• **Records for this task**:
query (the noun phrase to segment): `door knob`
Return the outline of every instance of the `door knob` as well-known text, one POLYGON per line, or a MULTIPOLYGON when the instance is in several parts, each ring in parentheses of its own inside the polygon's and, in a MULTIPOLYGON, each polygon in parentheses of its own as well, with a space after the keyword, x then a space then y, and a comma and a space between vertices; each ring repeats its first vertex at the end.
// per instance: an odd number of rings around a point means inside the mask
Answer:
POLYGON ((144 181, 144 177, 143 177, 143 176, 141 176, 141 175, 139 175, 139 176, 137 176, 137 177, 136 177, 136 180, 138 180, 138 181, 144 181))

• **Exercise prompt**:
Each line of the data is to be written out again exactly.

• **Result**:
query (the noun phrase to segment): `door knob`
Return the outline of every instance of the `door knob` as well-known text, one POLYGON per line, or a MULTIPOLYGON when the instance is in several parts, each ring in parentheses of its own inside the polygon's and, in a MULTIPOLYGON, each polygon in parentheses of its own as well, with a space after the keyword, x then a space then y, and a comma and a space between vertices; each ring repeats its first vertex at the end.
// per instance: an odd number of rings around a point means inside the mask
Answer:
POLYGON ((144 181, 144 177, 143 177, 143 176, 141 176, 141 175, 139 175, 139 176, 137 176, 137 177, 136 177, 136 180, 138 180, 138 181, 144 181))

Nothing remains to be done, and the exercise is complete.